Point annotation records
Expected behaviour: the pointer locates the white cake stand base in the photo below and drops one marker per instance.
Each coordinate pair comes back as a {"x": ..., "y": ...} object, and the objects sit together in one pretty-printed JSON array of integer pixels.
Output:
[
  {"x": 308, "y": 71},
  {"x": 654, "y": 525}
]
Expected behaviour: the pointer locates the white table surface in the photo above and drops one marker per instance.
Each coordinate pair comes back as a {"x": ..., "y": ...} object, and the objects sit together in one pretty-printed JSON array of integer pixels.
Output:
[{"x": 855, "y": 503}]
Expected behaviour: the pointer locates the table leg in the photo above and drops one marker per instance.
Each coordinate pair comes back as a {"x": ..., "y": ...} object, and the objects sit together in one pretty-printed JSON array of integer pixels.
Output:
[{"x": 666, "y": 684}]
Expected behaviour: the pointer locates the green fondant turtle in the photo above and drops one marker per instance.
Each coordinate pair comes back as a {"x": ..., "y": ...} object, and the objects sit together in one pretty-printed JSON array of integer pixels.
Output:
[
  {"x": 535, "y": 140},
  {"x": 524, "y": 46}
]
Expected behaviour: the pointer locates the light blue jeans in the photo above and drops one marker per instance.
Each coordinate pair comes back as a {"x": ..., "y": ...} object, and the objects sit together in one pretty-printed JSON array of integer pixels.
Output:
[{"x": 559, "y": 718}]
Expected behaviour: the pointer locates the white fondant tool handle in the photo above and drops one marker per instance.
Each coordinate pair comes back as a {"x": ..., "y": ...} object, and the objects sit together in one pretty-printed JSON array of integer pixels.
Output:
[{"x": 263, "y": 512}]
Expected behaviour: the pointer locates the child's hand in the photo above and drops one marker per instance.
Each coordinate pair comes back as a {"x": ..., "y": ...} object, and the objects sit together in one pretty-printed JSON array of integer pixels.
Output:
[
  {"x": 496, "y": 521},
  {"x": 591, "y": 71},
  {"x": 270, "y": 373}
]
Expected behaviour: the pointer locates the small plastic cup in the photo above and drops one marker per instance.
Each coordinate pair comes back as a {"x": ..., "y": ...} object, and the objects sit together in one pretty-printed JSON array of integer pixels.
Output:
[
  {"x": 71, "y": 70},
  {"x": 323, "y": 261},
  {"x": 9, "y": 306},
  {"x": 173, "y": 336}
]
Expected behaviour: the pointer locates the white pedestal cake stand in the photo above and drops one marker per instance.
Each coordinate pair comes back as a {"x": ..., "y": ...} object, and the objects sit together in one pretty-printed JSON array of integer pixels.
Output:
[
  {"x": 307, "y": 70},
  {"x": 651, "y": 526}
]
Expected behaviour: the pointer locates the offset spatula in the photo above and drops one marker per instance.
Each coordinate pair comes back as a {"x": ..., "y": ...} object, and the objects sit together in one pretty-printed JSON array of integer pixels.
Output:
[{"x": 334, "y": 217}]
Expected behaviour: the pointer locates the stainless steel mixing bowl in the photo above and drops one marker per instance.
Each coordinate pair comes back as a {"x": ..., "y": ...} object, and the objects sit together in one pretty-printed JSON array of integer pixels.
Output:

- [TASK DIRECTIONS]
Restate all of the entries above precisely.

- [EXERCISE RESULT]
Expected behaviour: the pointer locates the white cake stand base in the photo below and drops one marker per instance.
Each coordinate pair comes back as a {"x": ..., "y": ...} object, and the objects sit together in one pretty-printed JSON array of integer pixels.
Output:
[
  {"x": 308, "y": 71},
  {"x": 654, "y": 525}
]
Expected behaviour: the pointer locates the white table surface in the photo above and drops one marker per instance.
Each coordinate pair comes back as a {"x": ..., "y": ...} object, and the objects sit together in one pretty-printed JSON array of integer pixels.
Output:
[{"x": 855, "y": 503}]
Expected behaviour: the pointer locates the table leg in the photo above and drops one marker per instance.
Each coordinate pair comes back as a {"x": ..., "y": ...} object, and the objects sit together in one pretty-printed JSON array of integer pixels.
Output:
[{"x": 666, "y": 684}]
Expected behaviour: the pointer locates the green fondant turtle in the photo above and drops one marker per instance.
Each coordinate pair comes back as a {"x": ..., "y": ...} object, and the objects sit together in one pretty-printed JSON array of integer pixels.
Output:
[
  {"x": 535, "y": 140},
  {"x": 524, "y": 46}
]
Expected behaviour: the pointer locates the light blue jeans in the photo above and drops one marker per instance.
Each coordinate pair comes back as a {"x": ..., "y": ...} object, and the objects sit together in one pretty-printed JSON array of integer pixels.
Output:
[{"x": 559, "y": 718}]
Expected behaviour: the pointer locates the white fondant tool handle in the photo above and drops one marker per instance.
Each coordinate pair comes back as a {"x": ..., "y": ...} object, and the objects sit together in one pretty-printed JSON array of integer pixels.
Output:
[{"x": 263, "y": 512}]
Expected behaviour: the pointer locates the child's hand in the photo above and drops one marker per instance.
Each coordinate pair comes back as a {"x": ..., "y": ...} object, and the objects sit together in one pretty-printed JSON array of integer pixels.
Output:
[
  {"x": 496, "y": 521},
  {"x": 591, "y": 71},
  {"x": 270, "y": 373}
]
Expected behaviour: the pointer locates the small plastic cup in the photo above and drops one marker per instance.
Each coordinate pair comes back as a {"x": ..., "y": ...} object, and the objects sit together in one pretty-printed JSON array of integer pixels.
Output:
[
  {"x": 71, "y": 70},
  {"x": 323, "y": 261},
  {"x": 9, "y": 306},
  {"x": 173, "y": 336}
]
Expected behaviour: the pointer locates the white pedestal cake stand in the photo above and drops one marker per instance.
Each coordinate pair comes back as a {"x": ..., "y": ...} object, and the objects sit together in one pretty-printed JSON array of integer pixels.
Output:
[
  {"x": 307, "y": 70},
  {"x": 651, "y": 526}
]
Expected behaviour: the pointer locates the offset spatula in the photo above and drops one marker per instance.
Each coordinate pair comes back as a {"x": ..., "y": ...} object, and the objects sit together in one pretty-printed JSON array of integer pixels.
Output:
[{"x": 334, "y": 217}]
Expected behaviour: the pointer locates the stainless steel mixing bowl in the photo above and drops one marker per instance.
Each coordinate pair comes back as a {"x": ..., "y": ...} object, and the objects sit together in one pretty-printed JSON array of integer pixels.
Output:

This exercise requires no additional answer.